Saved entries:
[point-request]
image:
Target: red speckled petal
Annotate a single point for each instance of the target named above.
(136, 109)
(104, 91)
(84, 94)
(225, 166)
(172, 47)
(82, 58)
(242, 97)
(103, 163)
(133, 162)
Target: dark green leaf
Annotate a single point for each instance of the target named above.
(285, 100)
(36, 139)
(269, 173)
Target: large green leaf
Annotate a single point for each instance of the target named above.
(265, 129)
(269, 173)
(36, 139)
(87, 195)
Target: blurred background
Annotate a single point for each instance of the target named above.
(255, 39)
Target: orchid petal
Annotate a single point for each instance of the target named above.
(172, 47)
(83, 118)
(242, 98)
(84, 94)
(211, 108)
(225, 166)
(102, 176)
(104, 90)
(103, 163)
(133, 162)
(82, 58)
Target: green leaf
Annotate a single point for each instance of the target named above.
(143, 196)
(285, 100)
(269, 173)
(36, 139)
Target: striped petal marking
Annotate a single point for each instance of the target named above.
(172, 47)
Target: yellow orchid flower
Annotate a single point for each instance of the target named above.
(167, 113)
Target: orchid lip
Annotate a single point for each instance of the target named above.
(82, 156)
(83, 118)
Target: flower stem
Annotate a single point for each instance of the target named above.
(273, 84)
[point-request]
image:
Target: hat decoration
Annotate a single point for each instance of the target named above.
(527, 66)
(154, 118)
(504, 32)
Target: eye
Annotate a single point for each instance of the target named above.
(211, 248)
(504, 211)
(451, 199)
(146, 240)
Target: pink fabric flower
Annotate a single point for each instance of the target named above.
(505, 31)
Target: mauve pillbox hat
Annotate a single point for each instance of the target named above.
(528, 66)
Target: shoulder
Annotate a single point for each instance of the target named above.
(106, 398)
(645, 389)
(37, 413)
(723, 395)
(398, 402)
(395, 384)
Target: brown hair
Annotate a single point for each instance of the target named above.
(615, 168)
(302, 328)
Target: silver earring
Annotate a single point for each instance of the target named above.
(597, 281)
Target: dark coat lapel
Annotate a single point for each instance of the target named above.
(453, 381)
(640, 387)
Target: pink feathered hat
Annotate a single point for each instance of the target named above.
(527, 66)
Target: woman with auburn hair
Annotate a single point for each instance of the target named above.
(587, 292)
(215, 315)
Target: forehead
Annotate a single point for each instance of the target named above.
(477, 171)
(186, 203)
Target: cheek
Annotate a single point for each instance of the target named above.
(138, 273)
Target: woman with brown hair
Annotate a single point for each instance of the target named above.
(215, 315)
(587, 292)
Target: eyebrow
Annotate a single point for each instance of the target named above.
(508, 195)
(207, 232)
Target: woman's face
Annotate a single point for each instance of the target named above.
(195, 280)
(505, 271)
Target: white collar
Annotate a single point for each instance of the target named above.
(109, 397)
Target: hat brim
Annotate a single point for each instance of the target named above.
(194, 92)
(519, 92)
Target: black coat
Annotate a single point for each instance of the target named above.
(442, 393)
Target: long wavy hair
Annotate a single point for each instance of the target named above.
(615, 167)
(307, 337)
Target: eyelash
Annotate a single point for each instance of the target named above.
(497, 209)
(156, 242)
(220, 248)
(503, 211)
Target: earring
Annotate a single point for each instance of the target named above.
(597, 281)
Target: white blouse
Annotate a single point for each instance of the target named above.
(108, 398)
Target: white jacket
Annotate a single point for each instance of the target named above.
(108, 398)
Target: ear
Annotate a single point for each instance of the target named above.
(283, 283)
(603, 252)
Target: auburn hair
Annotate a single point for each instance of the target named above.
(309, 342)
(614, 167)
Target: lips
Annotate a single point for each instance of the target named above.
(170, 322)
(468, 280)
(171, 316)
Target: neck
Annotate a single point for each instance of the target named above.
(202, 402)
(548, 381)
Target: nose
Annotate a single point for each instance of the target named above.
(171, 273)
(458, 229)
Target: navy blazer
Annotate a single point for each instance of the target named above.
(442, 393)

---

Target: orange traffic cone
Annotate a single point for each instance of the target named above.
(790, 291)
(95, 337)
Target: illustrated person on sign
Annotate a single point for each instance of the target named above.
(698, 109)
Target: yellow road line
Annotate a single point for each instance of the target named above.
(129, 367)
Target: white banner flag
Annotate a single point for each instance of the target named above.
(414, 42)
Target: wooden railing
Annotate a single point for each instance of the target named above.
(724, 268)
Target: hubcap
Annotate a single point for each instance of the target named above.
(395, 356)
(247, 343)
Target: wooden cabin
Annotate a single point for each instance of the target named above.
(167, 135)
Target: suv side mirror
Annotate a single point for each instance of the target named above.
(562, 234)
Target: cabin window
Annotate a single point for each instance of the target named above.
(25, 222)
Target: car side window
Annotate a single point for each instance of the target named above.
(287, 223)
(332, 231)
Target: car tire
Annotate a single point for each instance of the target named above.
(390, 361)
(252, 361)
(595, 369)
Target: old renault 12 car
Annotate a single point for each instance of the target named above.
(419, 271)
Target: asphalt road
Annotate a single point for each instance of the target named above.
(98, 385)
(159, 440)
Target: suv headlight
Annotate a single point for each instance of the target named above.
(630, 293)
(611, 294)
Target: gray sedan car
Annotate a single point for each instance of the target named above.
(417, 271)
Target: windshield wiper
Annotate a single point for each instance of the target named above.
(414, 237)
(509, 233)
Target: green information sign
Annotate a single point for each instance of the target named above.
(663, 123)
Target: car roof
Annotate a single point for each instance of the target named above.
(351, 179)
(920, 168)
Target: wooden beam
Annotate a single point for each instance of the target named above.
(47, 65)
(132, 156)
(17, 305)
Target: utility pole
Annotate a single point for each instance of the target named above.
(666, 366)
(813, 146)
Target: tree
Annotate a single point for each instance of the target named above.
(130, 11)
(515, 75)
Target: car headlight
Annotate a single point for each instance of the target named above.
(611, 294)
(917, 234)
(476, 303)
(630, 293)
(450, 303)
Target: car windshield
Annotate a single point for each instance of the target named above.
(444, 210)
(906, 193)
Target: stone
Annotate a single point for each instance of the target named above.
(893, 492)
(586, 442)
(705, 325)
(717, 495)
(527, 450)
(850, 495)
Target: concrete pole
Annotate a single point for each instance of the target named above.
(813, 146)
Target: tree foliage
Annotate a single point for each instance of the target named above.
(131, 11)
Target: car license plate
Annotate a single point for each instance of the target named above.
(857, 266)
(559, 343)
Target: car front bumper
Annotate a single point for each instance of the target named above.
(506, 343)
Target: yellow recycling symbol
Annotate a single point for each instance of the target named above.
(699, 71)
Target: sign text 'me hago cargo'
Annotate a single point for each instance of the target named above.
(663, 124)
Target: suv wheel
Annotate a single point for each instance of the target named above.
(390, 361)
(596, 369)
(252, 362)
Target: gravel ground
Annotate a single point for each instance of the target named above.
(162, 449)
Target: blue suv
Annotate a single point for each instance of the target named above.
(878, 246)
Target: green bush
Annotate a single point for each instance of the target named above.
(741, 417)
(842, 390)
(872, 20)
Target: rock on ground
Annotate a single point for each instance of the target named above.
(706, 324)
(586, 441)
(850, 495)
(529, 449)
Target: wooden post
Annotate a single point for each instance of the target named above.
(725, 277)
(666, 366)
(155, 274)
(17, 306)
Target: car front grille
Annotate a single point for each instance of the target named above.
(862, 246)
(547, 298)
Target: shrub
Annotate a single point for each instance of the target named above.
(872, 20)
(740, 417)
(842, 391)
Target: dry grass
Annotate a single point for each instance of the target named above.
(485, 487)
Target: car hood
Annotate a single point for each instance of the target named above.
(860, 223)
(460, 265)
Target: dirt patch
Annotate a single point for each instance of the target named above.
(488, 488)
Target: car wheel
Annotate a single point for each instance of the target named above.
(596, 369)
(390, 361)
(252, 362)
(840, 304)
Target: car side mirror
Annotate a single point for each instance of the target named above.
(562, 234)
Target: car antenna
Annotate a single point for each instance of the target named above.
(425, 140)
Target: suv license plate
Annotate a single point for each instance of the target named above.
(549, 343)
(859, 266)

PROMPT: Set down, unchanged, only those lines above that fall between the line with "Target: gray sedan car" and the line with "Target: car headlight", the two end lines included.

YOUR RESPONSE:
Target: gray sedan car
Annotate a single point for each instance of the target named above.
(417, 271)
Target: windshield wiper
Annotate a single point for each instance of the target named above.
(414, 237)
(509, 233)
Target: green information sign
Annotate a single point for each instance of the target named above.
(663, 123)
Target: car roof
Annotate a single point for each instance of the target named above.
(351, 179)
(920, 168)
Target: wooden beam
Annotate a single point for each instance of the target named above.
(47, 65)
(132, 156)
(17, 305)
Target: utility pole
Annotate a single point for each instance of the target named above.
(666, 366)
(813, 146)
Target: tree
Annotate a single point for each instance of the target named above.
(130, 11)
(515, 75)
Target: car headlight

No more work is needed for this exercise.